● Requirement
Rewrite the data below as a numbered list, omitting any blank lines.

● Task input
=-=-=-=-=
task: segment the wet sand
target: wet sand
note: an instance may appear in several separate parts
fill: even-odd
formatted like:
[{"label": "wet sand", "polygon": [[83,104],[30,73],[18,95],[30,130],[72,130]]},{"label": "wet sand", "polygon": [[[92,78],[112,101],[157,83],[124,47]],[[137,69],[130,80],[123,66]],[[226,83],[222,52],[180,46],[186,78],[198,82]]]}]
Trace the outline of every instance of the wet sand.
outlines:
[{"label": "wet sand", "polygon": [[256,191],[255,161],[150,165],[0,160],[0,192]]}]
=-=-=-=-=
● Problem solution
1. task: segment the wet sand
2. target: wet sand
3. note: an instance may appear in several separate parts
4. fill: even-odd
5. formatted like:
6. [{"label": "wet sand", "polygon": [[83,104],[30,73],[18,95],[30,130],[72,130]]},{"label": "wet sand", "polygon": [[[92,78],[112,101],[157,83],[124,47]],[[137,69],[130,80],[123,66]],[[226,83],[222,52],[180,46],[186,78],[198,82]]]}]
7. Trace the outline of every instance of the wet sand.
8. outlines:
9. [{"label": "wet sand", "polygon": [[256,191],[255,161],[150,165],[0,160],[0,192]]}]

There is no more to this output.